Brief
Reproduce the material from the line containing "Note: spot each instance of the bare soil" through the end of the material, renaming "Recorded points" to "Marked locations" and keeping everything else unchanged. Leave the pictures out of your copy.

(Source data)
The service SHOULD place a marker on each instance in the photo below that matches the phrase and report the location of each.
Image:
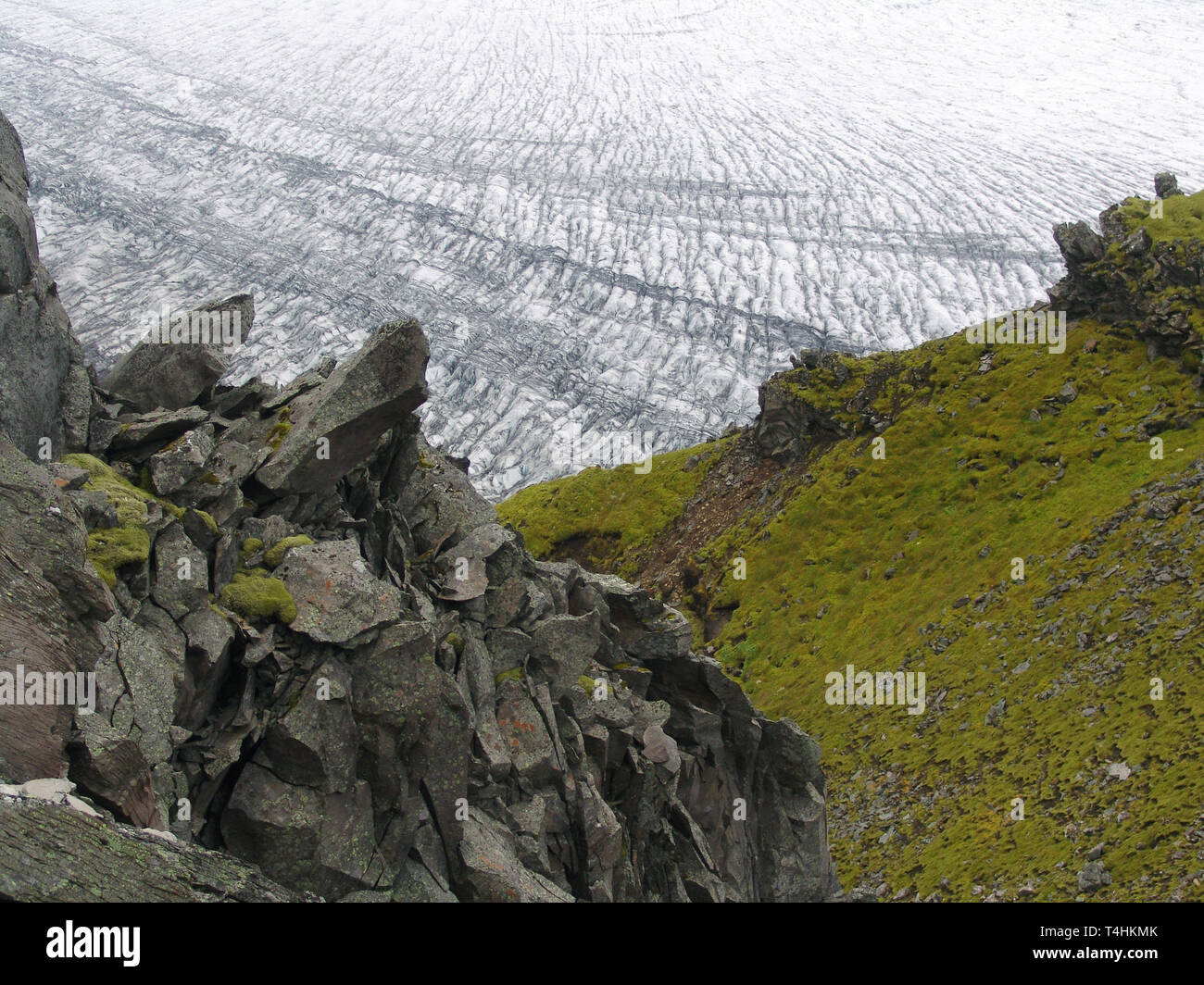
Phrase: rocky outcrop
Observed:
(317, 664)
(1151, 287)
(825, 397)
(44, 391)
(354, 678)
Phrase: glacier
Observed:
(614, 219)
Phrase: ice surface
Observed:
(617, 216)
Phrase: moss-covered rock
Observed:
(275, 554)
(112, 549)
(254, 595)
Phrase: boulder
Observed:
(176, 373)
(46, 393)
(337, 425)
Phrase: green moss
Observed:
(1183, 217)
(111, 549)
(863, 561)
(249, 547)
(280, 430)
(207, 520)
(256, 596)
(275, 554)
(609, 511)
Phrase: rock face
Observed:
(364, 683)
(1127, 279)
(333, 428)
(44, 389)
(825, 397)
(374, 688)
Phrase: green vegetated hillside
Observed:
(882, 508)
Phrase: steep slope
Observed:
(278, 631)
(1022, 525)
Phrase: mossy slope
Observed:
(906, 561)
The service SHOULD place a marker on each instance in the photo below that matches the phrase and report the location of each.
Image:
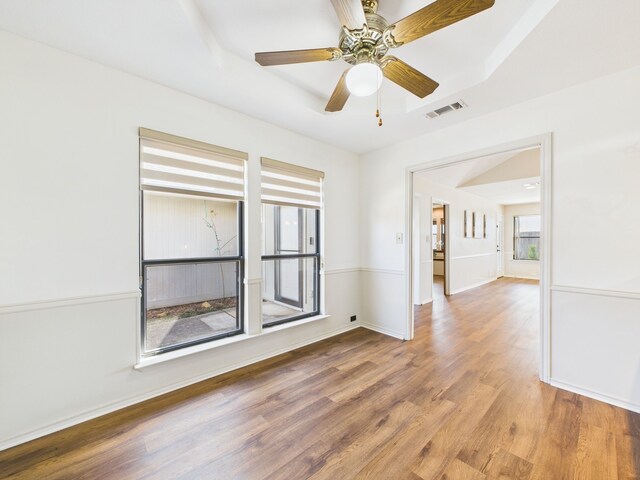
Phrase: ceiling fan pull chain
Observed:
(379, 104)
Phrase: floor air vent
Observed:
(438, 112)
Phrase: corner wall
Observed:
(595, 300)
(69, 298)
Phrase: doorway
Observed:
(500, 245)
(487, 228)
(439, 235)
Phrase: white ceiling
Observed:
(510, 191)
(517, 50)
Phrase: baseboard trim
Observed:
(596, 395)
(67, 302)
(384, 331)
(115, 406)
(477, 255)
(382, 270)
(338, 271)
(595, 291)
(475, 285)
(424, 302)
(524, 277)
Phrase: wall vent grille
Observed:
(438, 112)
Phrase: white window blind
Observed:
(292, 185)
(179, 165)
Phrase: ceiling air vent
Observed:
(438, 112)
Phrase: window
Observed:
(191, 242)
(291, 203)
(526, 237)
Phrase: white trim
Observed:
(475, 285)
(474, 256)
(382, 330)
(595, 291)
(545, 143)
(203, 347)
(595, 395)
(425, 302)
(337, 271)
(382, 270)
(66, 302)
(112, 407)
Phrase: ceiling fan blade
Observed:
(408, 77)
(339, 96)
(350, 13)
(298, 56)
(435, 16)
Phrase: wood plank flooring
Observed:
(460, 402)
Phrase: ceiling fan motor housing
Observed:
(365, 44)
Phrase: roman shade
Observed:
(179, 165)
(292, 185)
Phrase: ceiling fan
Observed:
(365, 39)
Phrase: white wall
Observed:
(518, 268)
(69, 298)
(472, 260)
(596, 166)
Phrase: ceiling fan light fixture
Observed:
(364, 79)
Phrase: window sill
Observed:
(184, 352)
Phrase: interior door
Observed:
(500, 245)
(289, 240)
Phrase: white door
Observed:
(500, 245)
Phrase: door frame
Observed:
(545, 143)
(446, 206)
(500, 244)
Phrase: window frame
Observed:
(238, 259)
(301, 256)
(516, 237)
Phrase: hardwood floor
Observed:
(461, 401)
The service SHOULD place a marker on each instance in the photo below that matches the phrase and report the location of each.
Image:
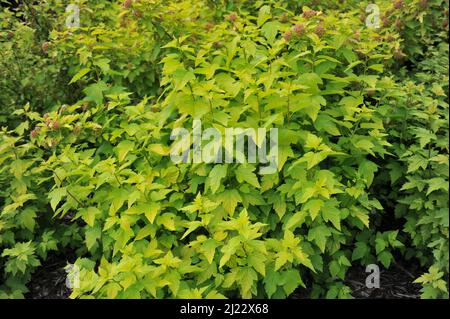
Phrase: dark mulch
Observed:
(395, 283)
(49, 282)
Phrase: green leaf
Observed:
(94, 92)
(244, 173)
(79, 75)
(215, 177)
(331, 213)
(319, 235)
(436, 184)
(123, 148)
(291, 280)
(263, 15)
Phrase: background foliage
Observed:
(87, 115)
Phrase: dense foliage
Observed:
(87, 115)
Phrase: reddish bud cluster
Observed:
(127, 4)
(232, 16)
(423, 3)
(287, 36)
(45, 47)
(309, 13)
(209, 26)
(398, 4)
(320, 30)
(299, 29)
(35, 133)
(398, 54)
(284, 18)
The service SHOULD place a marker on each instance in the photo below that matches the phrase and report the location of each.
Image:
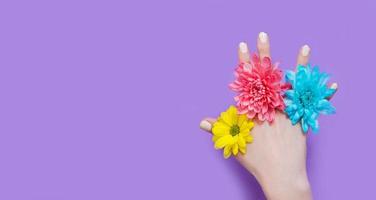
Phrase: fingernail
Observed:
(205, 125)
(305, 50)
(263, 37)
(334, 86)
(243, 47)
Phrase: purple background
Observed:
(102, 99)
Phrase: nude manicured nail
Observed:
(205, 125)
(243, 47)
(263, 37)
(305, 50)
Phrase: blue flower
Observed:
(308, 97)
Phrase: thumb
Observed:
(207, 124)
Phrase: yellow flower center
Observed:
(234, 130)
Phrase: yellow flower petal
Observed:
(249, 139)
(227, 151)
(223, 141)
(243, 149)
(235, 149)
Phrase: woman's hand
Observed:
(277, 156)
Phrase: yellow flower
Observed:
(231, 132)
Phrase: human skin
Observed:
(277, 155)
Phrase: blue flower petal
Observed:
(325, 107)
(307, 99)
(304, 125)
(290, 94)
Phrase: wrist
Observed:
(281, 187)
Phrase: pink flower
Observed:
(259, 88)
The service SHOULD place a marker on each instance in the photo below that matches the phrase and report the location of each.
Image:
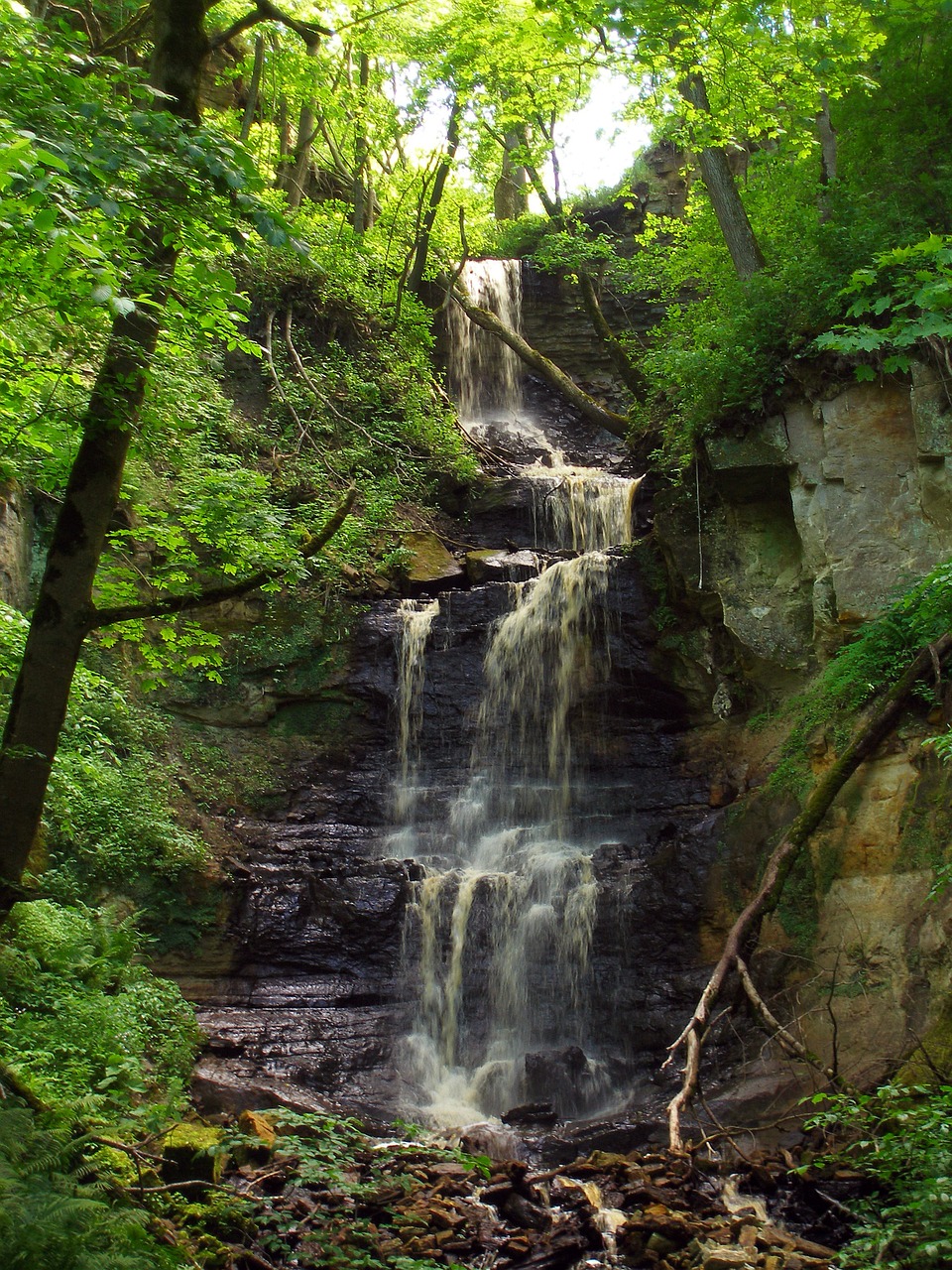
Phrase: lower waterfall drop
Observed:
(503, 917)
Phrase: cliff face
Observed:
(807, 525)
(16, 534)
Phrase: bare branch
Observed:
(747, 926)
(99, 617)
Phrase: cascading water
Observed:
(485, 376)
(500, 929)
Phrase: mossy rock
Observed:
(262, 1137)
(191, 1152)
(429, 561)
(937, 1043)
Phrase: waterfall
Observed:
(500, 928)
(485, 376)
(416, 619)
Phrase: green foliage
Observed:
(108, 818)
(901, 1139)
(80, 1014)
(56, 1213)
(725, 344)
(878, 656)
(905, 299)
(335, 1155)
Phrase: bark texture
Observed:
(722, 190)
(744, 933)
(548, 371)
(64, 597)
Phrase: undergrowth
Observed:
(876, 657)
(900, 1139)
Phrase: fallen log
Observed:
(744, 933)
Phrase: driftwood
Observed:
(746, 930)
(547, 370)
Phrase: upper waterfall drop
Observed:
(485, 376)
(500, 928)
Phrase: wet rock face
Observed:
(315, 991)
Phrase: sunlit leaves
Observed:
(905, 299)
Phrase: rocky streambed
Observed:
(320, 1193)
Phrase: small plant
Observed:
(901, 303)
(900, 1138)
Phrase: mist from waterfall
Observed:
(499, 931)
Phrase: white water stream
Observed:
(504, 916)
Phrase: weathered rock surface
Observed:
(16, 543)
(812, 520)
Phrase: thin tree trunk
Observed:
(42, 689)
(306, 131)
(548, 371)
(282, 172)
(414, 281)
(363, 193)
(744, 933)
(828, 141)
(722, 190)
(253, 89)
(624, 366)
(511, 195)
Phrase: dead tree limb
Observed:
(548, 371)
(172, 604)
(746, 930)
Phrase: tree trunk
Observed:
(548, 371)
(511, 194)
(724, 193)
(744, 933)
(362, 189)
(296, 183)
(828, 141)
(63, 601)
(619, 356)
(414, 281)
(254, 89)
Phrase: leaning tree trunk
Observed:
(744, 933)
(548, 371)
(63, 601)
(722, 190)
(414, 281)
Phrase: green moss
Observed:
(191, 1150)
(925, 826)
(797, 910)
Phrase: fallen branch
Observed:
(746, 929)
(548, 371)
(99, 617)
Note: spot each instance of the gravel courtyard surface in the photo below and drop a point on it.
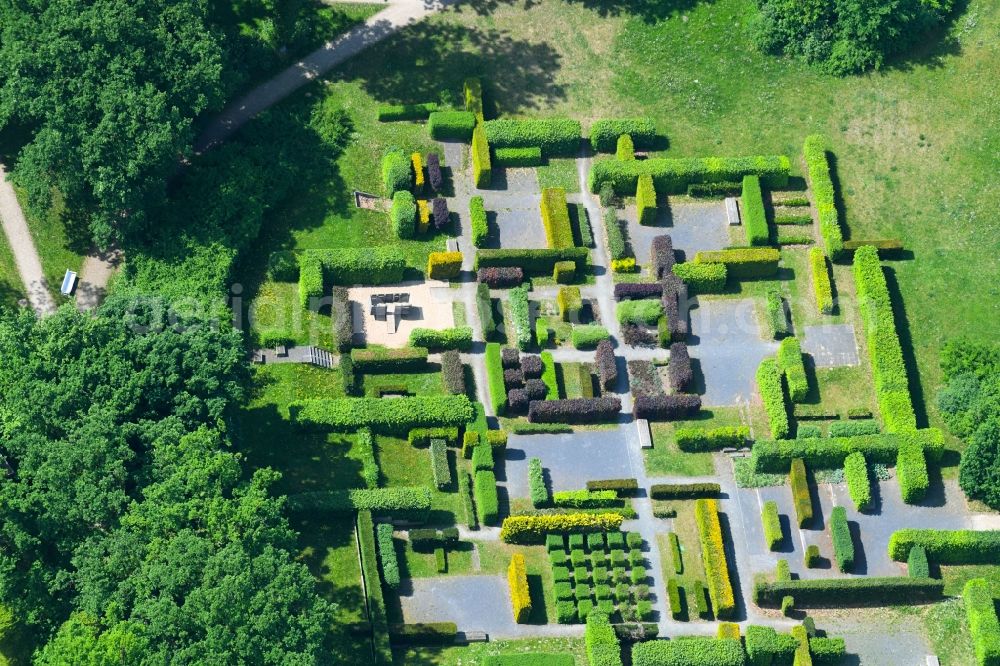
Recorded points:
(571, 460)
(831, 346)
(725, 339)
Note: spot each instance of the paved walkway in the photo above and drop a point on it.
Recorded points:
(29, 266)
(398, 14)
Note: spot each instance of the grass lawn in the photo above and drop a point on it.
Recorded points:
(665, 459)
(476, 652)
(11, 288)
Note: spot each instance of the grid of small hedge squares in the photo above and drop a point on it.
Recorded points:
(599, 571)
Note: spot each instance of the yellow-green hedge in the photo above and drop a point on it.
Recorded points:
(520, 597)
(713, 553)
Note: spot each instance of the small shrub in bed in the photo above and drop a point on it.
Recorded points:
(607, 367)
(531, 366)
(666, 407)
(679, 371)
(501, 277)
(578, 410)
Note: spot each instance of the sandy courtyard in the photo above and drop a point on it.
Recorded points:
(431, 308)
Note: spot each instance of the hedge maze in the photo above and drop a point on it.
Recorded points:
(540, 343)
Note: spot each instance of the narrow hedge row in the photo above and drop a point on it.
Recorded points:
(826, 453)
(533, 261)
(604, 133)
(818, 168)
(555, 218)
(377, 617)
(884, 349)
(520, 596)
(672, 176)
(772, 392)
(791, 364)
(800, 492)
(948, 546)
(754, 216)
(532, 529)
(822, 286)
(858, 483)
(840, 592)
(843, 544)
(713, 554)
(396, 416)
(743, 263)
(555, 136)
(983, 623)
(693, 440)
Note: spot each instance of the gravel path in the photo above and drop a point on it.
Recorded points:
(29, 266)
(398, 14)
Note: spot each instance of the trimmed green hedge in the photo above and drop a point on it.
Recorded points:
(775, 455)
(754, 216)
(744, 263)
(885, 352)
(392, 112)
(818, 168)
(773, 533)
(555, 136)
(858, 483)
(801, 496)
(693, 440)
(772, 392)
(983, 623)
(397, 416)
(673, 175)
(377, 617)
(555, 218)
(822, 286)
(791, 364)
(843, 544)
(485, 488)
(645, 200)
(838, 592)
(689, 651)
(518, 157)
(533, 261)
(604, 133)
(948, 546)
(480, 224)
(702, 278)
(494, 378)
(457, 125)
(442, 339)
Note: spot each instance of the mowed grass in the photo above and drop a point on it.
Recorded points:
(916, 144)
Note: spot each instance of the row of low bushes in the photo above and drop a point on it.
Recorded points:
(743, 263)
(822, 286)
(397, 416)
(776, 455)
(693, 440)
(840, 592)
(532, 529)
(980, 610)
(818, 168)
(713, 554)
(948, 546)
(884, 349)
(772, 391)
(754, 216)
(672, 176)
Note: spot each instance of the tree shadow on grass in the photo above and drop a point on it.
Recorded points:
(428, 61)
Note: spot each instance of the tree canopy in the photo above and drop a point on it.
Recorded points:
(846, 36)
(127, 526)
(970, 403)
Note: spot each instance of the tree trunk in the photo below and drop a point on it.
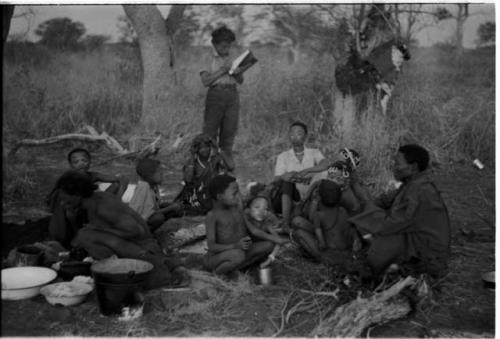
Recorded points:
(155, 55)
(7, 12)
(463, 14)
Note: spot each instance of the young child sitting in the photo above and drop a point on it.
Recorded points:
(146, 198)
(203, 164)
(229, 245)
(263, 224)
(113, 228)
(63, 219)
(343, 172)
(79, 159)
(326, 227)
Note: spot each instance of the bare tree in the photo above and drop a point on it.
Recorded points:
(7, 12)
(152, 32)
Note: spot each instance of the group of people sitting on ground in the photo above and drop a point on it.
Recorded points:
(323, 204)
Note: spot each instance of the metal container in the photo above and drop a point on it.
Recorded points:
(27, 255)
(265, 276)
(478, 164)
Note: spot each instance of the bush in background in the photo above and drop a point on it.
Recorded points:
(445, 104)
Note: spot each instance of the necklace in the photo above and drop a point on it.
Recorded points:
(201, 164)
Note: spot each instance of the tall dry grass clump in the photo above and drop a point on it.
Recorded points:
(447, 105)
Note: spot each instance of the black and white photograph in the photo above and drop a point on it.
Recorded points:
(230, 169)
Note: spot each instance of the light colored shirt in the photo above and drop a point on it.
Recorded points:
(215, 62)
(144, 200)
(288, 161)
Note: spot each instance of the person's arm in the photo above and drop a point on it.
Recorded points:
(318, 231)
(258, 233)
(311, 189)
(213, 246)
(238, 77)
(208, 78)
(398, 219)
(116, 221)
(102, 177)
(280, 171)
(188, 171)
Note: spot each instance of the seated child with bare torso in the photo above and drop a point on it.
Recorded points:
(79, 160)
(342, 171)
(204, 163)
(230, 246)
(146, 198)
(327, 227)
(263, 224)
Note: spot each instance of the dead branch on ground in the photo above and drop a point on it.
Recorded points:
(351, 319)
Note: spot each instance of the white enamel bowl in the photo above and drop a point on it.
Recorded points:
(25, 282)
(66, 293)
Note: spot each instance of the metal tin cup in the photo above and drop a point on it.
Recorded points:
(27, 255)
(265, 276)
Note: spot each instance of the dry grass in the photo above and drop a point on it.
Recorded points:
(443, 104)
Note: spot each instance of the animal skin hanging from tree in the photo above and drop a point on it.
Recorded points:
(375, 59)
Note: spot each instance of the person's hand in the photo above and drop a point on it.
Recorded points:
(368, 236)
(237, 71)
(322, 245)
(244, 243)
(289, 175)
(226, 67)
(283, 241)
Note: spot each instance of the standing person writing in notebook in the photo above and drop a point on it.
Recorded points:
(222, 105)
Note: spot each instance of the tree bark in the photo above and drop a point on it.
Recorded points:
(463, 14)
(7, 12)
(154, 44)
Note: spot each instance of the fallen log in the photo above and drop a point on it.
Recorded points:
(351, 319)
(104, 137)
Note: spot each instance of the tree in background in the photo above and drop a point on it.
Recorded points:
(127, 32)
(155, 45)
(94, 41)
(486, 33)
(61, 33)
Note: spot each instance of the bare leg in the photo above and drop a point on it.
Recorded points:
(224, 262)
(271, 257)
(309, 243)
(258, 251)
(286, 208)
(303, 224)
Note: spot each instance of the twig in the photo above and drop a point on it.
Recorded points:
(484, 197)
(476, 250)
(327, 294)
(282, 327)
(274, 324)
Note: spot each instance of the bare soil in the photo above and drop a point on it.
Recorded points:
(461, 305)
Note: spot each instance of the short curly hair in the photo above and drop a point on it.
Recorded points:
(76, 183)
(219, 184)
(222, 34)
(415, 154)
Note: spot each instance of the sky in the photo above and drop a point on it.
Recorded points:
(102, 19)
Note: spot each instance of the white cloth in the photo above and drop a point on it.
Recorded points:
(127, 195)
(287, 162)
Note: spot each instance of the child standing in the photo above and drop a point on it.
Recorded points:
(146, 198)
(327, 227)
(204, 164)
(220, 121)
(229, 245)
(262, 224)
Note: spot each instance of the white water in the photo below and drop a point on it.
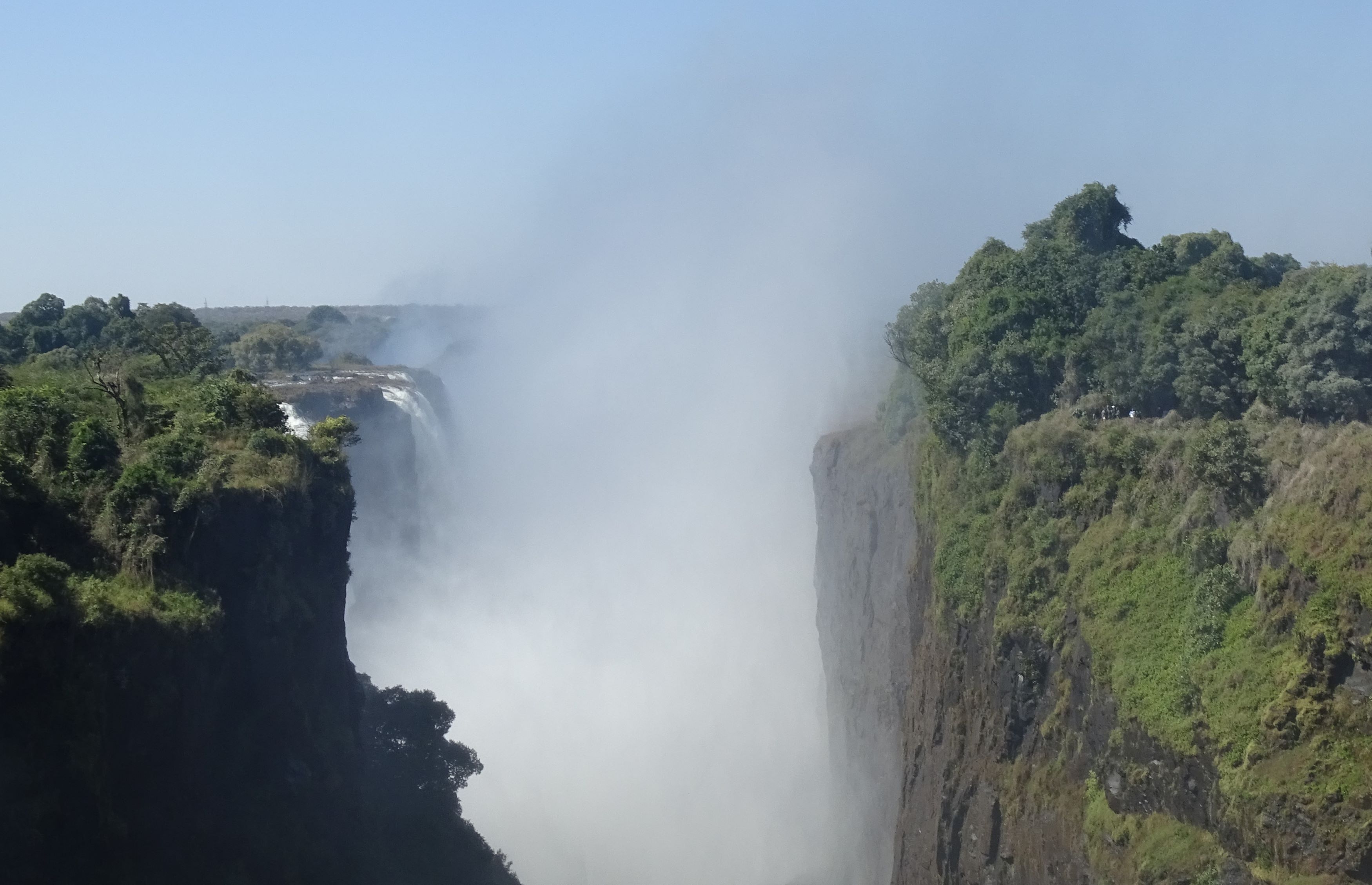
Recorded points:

Answer below
Note: spot each instance of the bare soil in the photo above and drop a point on it.
Marked locations:
(461, 305)
Note: spot each instance of the short curly hair in the photo above and drop a point on it.
Marked locations:
(76, 183)
(219, 184)
(222, 34)
(415, 154)
Note: spot each instance of the sky in the photo above and drop a point on it.
Marked locations:
(102, 19)
Note: spot each instance of the white cloth in the photo above and drop a point on it.
Marked locations:
(127, 195)
(287, 162)
Note: spot each instance of the child standing in the photo above and drop a point on it.
Marked locations:
(146, 198)
(327, 227)
(204, 164)
(220, 121)
(229, 245)
(262, 224)
Note: spot each instance of the white water in the photo below and drop a point on it.
Marked locations:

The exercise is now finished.